» Source records:
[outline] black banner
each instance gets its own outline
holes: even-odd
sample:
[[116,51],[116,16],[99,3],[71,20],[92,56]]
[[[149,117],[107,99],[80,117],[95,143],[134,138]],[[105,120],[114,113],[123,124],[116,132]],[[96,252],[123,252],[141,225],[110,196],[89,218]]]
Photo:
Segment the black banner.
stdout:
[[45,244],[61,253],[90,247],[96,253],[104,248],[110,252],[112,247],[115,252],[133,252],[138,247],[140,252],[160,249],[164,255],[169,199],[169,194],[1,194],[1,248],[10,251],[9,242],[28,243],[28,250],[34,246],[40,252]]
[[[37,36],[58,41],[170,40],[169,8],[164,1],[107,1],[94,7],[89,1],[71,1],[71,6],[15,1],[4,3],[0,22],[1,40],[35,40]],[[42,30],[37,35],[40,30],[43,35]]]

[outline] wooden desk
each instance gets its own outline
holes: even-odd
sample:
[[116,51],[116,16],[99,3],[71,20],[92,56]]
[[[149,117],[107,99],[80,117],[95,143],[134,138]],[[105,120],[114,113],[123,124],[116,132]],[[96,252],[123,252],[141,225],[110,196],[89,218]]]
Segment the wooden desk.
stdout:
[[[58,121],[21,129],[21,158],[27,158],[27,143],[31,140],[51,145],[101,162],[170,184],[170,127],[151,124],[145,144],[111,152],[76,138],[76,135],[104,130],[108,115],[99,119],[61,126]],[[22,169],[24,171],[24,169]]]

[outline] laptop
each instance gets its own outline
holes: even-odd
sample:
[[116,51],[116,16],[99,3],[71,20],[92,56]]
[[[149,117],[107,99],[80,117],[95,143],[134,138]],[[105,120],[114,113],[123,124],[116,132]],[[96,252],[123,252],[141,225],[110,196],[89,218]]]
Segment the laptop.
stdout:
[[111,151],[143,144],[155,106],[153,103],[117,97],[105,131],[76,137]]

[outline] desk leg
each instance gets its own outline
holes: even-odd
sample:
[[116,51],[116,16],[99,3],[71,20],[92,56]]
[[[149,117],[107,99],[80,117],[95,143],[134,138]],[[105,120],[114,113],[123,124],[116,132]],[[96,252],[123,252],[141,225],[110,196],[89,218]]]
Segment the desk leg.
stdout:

» Directions for this task: Copy out every one of the lines above, unchanged and in the same order.

» Answer to this exercise:
[outline] black banner
each instance gets its own outline
holes: even-odd
sample:
[[116,51],[116,16],[99,3],[71,20],[92,56]]
[[[149,117],[107,99],[80,117],[95,143],[134,138]],[[105,120],[114,113],[123,124],[116,132]],[[96,252],[123,252],[141,225],[110,196],[89,218]]]
Photo:
Segment the black banner.
stdout:
[[45,244],[61,253],[90,247],[96,253],[104,248],[110,252],[112,247],[115,252],[133,252],[138,247],[140,252],[160,249],[164,255],[169,199],[169,194],[1,194],[1,248],[10,251],[9,242],[28,243],[28,250],[34,246],[40,252]]
[[[37,36],[58,41],[170,40],[169,8],[164,1],[107,1],[94,7],[89,1],[71,1],[71,6],[15,1],[4,3],[0,22],[1,40],[35,40]],[[42,30],[37,35],[40,30],[43,35]]]

[outline] wooden desk
each instance gets its own outline
holes: even-odd
sample:
[[116,51],[116,16],[99,3],[71,20],[92,56]]
[[[149,117],[107,99],[80,117],[95,143],[134,138]],[[105,120],[114,113],[123,124],[116,132]],[[96,252],[123,252],[141,225],[110,196],[89,218]]]
Segment the wooden desk.
stdout:
[[[58,121],[21,129],[21,158],[27,158],[27,143],[31,140],[51,145],[101,162],[170,184],[170,127],[151,124],[145,144],[111,152],[76,138],[76,135],[104,130],[108,115],[99,119],[61,126]],[[22,169],[24,171],[24,169]]]

[outline] laptop
each instance gets its own outline
holes: even-odd
sample:
[[116,51],[116,16],[99,3],[71,20],[92,56]]
[[[149,117],[107,99],[80,117],[95,143],[134,138]],[[105,120],[114,113],[123,124],[116,132]],[[96,252],[123,252],[141,225],[110,196],[89,218]]]
Segment the laptop.
stdout:
[[111,151],[143,144],[155,106],[153,103],[117,97],[105,131],[76,137]]

[outline] desk leg
each instance gets its own outline
holes: even-odd
sample:
[[116,51],[116,16],[99,3],[71,20],[92,56]]
[[[149,117],[107,99],[80,117],[95,143],[134,138]],[[105,120],[114,113],[123,124],[116,132]],[[96,252],[123,252],[141,225],[110,196],[89,218]]]
Segment the desk leg.
stdout:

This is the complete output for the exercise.